START GIVEN PASSAGE
Azure Functions: Processing CSV file uploaded to Azure BLOB Storage
In this article, we will see how to process the CSV file uploaded to Azure Blob Storage using Azure Functions. The Azure Function is a serverless solution using which we can perform server-side tasks using less code with low infrastructure maintenance. This helps to save the cost and makes us free from worrying about deploying and maintaining servers for running our code on Azure.
Why Azure Functions?
The software applications often need to execute some tasks based on events e.g. when an HTTP request is received process data on some complex business rules when the file is uploaded to the Storage compress the file to save the space or process a large volume of the data when it is updated. In all these cases it is recommended that we must execute a background process to perform such complex operations based on triggering events. The Azure Function is exactly used for such background tasks.
Please note that to implement the code for this article, the Azure Subscription is required. You can visit this link to register for free.
For this article, I have chosen a used case where a CSV file is uploaded to the Azure Blob storage using WEB API and once this file is uploaded, the Azure Functions is triggered to read the file and process it to store records in Azure SQL Database. Now here the question is can we not simply perform these tasks using WEB API, of-course we can but the problem will be if the CSV file is large then more time will be required to process this file and hence the performance will be impacted. So it is better to use API to upload the file to Azure Blob and then the Azure Function will be triggered to process the file from Azure Blob. This will free the WEB API from performing the complex task of processing the file and block the request execution till the processing is not completed. Figure 1 will explain an idea of the implementation.
END GIVEN PASSAGE
START GIVEN RECORDS
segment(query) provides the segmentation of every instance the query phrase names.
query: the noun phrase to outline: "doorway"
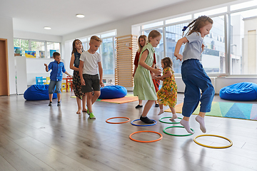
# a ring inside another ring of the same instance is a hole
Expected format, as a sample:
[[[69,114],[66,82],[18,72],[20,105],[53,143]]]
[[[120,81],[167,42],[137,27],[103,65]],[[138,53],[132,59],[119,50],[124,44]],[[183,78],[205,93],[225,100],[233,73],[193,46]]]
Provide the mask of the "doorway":
[[[0,38],[0,95],[9,95],[7,39]]]

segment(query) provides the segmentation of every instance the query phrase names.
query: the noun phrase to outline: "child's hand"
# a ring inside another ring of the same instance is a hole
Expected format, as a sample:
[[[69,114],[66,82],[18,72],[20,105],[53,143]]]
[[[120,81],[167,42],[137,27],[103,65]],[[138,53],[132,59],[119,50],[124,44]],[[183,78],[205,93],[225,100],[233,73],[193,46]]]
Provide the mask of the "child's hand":
[[[202,44],[202,51],[204,51],[204,45],[203,44]]]
[[[181,54],[178,54],[176,57],[176,60],[179,59],[181,61],[183,59],[183,56]]]
[[[104,83],[103,83],[103,81],[100,81],[100,87],[101,88],[104,88]]]
[[[83,79],[83,78],[81,79],[81,86],[86,86],[84,79]]]
[[[159,68],[155,68],[153,71],[153,73],[155,73],[155,75],[158,76],[158,75],[160,75],[161,73],[161,70],[159,69]]]

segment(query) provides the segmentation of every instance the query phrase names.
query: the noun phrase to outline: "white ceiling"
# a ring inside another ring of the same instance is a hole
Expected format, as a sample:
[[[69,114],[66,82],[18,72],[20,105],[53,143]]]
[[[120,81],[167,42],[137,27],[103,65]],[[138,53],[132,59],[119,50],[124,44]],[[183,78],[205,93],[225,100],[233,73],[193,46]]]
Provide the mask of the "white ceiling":
[[[13,18],[14,30],[64,36],[184,1],[0,0],[0,16]]]

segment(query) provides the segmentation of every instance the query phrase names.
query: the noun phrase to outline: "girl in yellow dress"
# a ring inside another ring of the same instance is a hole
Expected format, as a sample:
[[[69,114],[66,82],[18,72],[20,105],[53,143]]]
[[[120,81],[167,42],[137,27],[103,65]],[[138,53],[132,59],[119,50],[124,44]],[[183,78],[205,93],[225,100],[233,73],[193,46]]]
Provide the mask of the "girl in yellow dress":
[[[161,60],[161,67],[163,69],[163,76],[155,77],[156,79],[163,81],[163,86],[161,90],[157,92],[157,101],[160,106],[160,112],[158,115],[164,113],[163,105],[168,105],[173,114],[170,118],[171,120],[178,118],[174,108],[177,103],[177,86],[172,65],[173,63],[170,58],[163,58]]]

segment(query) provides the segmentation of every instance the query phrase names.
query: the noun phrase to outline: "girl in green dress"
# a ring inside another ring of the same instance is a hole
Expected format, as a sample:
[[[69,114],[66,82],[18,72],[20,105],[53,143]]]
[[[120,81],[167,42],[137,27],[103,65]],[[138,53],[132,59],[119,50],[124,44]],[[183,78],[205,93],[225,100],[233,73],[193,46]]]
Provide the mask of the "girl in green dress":
[[[157,100],[153,83],[150,71],[152,74],[160,75],[161,71],[158,68],[152,68],[153,63],[153,47],[160,43],[161,34],[156,30],[153,30],[148,36],[148,43],[143,46],[139,57],[139,65],[134,76],[133,95],[138,96],[139,100],[147,100],[140,120],[145,123],[153,123],[153,120],[146,115],[155,100]]]

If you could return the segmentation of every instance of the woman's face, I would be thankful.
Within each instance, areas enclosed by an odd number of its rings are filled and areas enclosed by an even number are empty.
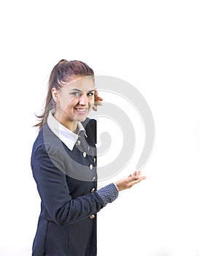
END GIVEN RECORDS
## EXERCISES
1) In the Azure Functions article, where are the records from the processed CSV file stored?
2) Duplicate the part of the Azure Functions article that opens with the words containing "Why Azure Functions?" and closes with "such background tasks.".
3) Name every event that the Azure Functions article gives as an example of something that can trigger a task.

## ANSWERS
1) In Azure SQL Database.

2)
Why Azure Functions?
The software applications often need to execute some tasks based on events e.g. when an HTTP request is received process data on some complex business rules when the file is uploaded to the Storage compress the file to save the space or process a large volume of the data when it is updated. In all these cases it is recommended that we must execute a background process to perform such complex operations based on triggering events. The Azure Function is exactly used for such background tasks.

3)
- An HTTP request is received
- A file is uploaded to the Storage
- A large volume of data is updated